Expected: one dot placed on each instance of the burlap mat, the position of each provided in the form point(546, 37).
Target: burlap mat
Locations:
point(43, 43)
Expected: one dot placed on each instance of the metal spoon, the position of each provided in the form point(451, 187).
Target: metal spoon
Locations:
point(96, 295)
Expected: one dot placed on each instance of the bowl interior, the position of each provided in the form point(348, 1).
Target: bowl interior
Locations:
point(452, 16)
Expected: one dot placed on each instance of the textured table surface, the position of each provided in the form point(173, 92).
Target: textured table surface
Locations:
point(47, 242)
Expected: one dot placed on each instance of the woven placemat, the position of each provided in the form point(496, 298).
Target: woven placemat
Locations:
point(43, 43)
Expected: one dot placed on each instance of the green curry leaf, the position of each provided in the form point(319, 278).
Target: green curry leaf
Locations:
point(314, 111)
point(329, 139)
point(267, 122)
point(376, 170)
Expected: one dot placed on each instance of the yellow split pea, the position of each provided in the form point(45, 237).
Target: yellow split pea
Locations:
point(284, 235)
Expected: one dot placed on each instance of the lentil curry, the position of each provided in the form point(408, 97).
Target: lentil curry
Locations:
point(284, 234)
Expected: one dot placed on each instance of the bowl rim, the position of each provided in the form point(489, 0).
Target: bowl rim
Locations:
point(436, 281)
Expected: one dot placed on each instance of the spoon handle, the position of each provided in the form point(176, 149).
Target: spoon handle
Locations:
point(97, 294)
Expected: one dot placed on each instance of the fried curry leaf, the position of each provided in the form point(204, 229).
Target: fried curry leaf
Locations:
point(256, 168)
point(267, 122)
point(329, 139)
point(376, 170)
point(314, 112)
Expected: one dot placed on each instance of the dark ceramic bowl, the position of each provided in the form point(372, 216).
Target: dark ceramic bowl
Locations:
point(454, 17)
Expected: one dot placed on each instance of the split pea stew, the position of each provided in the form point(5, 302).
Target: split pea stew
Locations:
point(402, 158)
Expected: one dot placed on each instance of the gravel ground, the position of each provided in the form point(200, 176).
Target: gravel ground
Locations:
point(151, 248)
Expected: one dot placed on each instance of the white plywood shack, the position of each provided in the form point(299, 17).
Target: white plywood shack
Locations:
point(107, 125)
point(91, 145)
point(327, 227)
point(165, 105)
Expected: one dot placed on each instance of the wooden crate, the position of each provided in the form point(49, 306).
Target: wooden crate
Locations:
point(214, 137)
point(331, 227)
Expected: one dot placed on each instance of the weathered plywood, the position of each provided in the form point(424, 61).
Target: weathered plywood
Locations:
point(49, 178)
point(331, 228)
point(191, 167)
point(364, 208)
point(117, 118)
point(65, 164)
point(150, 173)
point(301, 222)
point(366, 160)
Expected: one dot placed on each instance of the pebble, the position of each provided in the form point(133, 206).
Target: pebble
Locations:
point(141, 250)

····················

Task> Please rewrite all the lines above, swapping every "dot" for "marker" and leaving everything else unchanged.

Written solution>
Expected: one marker placed on each instance of the burlap mat, the position of each provided in the form point(546, 37).
Target: burlap mat
Locations:
point(43, 43)
Expected: one marker placed on each instance of the metal spoon, the position of each provided in the form point(451, 187).
Target: metal spoon
Locations:
point(96, 295)
Expected: one marker placed on each instance of the bowl interior, the position of each provided in the form point(348, 1).
Target: bowl interior
Locations:
point(452, 16)
Expected: one marker placed on each instance of the textured table surface, the position of each provided in the form point(173, 92).
Target: textured table surface
Locations:
point(47, 242)
Expected: one marker placed on each instance of the woven placemat, the position of each provided in the form point(496, 298).
Target: woven placemat
Locations:
point(43, 43)
Expected: one marker placed on each instance of the green curry leaf, the position of each provided in the form point(319, 278).
Target: green curry leaf
Locations:
point(314, 111)
point(329, 139)
point(267, 122)
point(376, 170)
Expected: one marker placed on each instance of the yellow split pea, the position of each provided in the form point(45, 237).
Target: yellow split pea
Locations:
point(284, 235)
Expected: one marker placed on each instance of the lentil curry, the position of each provided in the form point(408, 97).
Target: lentil curry
Locations:
point(284, 234)
Expected: one marker placed on each instance of the bowl rim, the position of each provided in the form point(489, 0).
Target: bowl rim
Locations:
point(436, 281)
Expected: one marker placed on each instance of the spoon handle, the position of each provided in the form point(176, 149).
Target: spoon handle
Locations:
point(97, 294)
Expected: one marker placed on each instance of the fried curry leaf, the position of each provided in the form point(204, 229).
Target: fried curry leaf
Locations:
point(256, 168)
point(267, 122)
point(329, 139)
point(376, 170)
point(314, 112)
Expected: one marker placed on each instance of the dark ceramic bowl, the position of each provided in the form point(372, 216).
Target: dark ceramic bowl
Locations:
point(454, 17)
Expected: one marker placed on each instance of the split pea stew, the position of each provided in the form point(5, 302).
Target: split pea stew
Locations:
point(402, 158)
Expected: one marker placed on each instance of the gravel ground, the position of each provided in the form point(200, 176).
Target: gravel ground
Locations:
point(151, 248)
Expected: one marker placed on each instance of the white plywood shack, the position of each provided in the form point(299, 17).
Target: white plywood shack
Locations:
point(107, 125)
point(91, 145)
point(327, 227)
point(165, 105)
Expected: one marker placed on each instance of the wooden crate, the position of each provided in the form point(49, 306).
Target: wooden crate
Locations:
point(214, 137)
point(331, 227)
Expected: one marker placed on each instance of the weathered plywood, the position of each provided in the form point(424, 61).
Target: weathered plywood
Locations:
point(49, 178)
point(331, 228)
point(191, 167)
point(364, 208)
point(117, 118)
point(65, 164)
point(150, 173)
point(301, 222)
point(366, 160)
Expected: one marker placed on each instance of the pebble, the position of each provided in the form point(133, 206).
Target: pebble
Locations:
point(141, 250)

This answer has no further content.